AIM OF THE TASK:
Working from the records below, repeat exactly the lines starting at the line that contains "The task is" and ending at the line that contains "positive clicks: (283, 275)", inclusive.

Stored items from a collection
—————

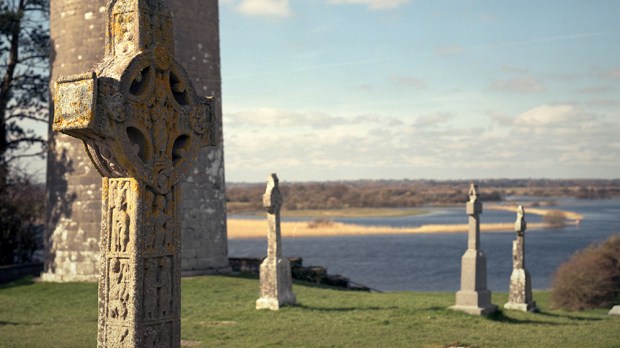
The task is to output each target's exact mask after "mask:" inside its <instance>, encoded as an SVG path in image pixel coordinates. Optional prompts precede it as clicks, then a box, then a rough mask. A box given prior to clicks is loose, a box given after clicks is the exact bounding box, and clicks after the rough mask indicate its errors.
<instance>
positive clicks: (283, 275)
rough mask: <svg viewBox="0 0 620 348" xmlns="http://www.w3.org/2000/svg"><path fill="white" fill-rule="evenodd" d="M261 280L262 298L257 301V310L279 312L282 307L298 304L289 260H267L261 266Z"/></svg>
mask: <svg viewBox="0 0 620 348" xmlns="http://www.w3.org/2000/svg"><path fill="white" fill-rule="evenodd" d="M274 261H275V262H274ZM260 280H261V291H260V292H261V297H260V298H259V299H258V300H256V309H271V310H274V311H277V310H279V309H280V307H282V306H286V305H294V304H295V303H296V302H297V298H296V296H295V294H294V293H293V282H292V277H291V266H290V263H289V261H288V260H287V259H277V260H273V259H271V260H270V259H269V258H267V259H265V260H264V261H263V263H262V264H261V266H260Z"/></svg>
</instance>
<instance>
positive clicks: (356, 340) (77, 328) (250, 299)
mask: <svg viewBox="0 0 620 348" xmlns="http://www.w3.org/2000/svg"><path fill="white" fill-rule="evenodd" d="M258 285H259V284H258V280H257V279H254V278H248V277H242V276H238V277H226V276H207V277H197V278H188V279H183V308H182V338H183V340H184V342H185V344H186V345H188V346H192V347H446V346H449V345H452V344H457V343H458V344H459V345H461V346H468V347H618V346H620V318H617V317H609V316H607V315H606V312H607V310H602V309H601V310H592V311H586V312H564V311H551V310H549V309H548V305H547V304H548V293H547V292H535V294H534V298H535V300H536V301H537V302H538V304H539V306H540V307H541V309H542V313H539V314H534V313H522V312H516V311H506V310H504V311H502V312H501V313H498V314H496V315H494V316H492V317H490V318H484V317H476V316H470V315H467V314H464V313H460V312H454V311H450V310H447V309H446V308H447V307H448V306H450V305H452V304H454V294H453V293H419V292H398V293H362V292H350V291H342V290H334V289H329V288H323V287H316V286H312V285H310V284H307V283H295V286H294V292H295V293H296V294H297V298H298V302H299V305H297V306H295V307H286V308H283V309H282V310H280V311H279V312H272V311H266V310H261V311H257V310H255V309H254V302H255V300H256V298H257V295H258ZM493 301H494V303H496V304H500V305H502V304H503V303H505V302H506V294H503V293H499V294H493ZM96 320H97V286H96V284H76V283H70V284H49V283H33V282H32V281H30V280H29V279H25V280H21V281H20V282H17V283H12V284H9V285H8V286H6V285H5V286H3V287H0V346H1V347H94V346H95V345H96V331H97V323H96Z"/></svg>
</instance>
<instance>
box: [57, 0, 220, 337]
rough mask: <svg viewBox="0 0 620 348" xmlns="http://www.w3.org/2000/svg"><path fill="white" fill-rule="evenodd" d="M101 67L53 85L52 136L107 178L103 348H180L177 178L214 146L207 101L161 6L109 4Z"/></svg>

—————

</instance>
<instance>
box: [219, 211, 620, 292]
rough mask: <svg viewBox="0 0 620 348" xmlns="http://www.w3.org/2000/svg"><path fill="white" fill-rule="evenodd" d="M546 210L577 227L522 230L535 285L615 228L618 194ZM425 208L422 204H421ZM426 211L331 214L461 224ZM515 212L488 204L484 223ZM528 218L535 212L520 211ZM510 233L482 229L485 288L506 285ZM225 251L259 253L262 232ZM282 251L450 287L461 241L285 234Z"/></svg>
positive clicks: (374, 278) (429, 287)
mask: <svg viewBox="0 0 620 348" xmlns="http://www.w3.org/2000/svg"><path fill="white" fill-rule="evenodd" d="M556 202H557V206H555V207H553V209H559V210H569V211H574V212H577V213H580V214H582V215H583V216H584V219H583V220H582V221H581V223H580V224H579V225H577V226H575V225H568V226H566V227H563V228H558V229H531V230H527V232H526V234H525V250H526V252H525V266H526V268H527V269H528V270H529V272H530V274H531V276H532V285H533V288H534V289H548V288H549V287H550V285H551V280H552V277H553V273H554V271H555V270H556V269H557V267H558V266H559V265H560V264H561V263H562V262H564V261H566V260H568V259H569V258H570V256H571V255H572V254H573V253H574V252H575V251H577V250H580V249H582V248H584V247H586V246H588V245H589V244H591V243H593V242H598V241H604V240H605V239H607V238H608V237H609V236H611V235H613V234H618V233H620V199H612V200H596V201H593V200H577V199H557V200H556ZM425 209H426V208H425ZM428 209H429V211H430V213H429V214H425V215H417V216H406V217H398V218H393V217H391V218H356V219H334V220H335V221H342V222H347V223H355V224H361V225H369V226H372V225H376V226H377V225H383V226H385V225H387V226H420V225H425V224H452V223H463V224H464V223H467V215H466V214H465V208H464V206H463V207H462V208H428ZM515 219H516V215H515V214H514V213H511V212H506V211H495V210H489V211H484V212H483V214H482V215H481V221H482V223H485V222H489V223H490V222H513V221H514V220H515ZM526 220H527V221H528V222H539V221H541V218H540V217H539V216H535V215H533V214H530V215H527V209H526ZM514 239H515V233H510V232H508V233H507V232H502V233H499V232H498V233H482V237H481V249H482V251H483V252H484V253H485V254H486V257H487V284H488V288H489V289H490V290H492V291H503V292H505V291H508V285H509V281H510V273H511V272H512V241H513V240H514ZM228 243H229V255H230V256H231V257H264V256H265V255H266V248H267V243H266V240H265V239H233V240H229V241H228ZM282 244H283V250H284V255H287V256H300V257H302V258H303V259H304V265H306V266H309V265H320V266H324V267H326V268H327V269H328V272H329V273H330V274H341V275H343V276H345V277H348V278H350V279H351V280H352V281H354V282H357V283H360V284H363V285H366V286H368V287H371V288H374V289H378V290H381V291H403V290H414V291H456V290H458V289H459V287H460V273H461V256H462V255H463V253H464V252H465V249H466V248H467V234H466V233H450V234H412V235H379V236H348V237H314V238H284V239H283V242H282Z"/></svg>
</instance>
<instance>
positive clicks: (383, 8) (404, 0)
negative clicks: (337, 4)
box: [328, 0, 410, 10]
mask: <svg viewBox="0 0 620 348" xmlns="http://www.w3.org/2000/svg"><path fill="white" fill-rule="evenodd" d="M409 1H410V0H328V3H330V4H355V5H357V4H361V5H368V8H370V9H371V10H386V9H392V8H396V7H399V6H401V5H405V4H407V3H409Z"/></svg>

—————

YOUR RESPONSE:
The task is to output each target's exact mask after "mask:" inside its <instance>, encoded as an SVG path in image pixel coordinates. Optional prompts precede it as clicks, then a box, then a rough mask. A box given prior to clicks is loose, a box given after clicks is the exact bounding box, and clicks after the rough mask indicate its errors.
<instance>
positive clicks: (283, 275)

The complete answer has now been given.